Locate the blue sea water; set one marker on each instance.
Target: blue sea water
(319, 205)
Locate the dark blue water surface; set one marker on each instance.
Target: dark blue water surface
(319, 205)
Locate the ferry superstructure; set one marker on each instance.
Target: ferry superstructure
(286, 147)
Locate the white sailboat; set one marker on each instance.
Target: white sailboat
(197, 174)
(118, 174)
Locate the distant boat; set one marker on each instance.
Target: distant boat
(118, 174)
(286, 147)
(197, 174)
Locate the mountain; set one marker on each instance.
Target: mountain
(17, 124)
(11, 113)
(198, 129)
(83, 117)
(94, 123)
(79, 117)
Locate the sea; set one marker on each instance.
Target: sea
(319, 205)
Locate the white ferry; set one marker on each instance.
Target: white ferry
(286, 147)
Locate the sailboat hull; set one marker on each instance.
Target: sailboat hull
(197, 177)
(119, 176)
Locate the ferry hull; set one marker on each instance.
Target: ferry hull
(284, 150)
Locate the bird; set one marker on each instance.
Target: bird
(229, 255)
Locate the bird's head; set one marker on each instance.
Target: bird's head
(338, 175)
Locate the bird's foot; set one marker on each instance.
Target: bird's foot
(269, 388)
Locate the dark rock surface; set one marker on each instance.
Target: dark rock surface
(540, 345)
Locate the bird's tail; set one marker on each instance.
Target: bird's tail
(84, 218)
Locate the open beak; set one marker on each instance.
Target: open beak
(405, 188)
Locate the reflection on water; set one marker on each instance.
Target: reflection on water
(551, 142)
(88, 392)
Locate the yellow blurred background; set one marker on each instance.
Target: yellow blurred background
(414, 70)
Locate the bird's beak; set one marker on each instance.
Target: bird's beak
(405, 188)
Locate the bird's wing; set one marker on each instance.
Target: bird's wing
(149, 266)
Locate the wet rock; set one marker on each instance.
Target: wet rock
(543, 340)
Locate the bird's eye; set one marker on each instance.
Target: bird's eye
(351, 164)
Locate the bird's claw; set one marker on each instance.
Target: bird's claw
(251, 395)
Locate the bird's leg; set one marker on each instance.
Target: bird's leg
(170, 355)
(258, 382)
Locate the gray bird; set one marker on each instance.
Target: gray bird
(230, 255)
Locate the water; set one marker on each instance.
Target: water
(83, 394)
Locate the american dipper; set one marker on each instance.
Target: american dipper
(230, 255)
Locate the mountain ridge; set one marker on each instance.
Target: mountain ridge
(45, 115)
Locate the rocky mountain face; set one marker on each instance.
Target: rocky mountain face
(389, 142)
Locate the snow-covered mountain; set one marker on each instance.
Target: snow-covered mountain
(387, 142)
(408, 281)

- Exercise description -
The required answer is the exact run of lines above starting at the line with "Locate the dark blue" and ending at the line with "Locate the distant", with both ends present.

- Solution to this exercise -
Locate the dark blue water surface; set one marker on each instance.
Target: dark blue water surface
(319, 205)
Locate the ferry superstructure; set one marker on each instance.
Target: ferry superstructure
(286, 147)
Locate the white sailboat; set one marker on each instance.
Target: white sailboat
(197, 174)
(118, 174)
Locate the distant boat; set one marker on each instance.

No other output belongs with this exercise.